INSTRUCTIONS TO FOLLOW:
In the extract below, what position did Mevs take in Latortue's party, AAA, in 2018?

EXTRACT TO READ:
She does not believe in cash donations because “they will use them to buy ammunition,” so she donates goods that cannot be used “to hunt me or people like me.”

When Moise’s government began to fall apart, she decided she could no longer talk about “they” and “them” when she referred to her own country: “Because I belong to the caste, I know what the caste has done to this country and what the country is doing to my caste.”

In 2016 she met Youri Latortue, a veteran politician who was then president of the Senate. Latortue asked her to help with a report about a corruption scheme during Michel Martelly’s administration.

In 2018 she became secretary general of Latortue´s party, AAA, which has led the opposition against Martelly and Moise since the 2016 elections. Now Latortue is “waiting for the party nomination” and Mevs is running his campaign.

Latortue and Mevs have proposed a special police unit, trained by international experts, to fight the gangs. And they want to put Barbecue behind bars.

But in the meantime, Mevs has to deal with him.

At the AAA headquarters, a truck departs. It stops three times, on three parallel streets. Every corner is guarded by a dozen young men. They unload the truck into a house, a school, a party office.

Behind them, on empty streets, gunshots ring out and armed young men stand guard at a barricade. They call themselves a self-defense group. They are simply one of Port-Au-Prince’s gangs.

COLLECTED MATERIAL:
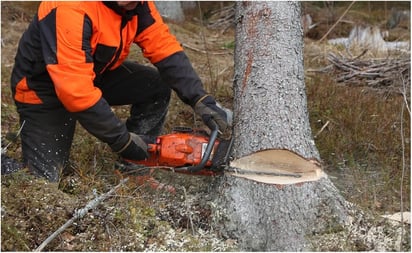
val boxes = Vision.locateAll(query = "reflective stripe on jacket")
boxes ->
[11,1,184,112]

RESULT FOR THIS EXERCISE:
She became its secretary general.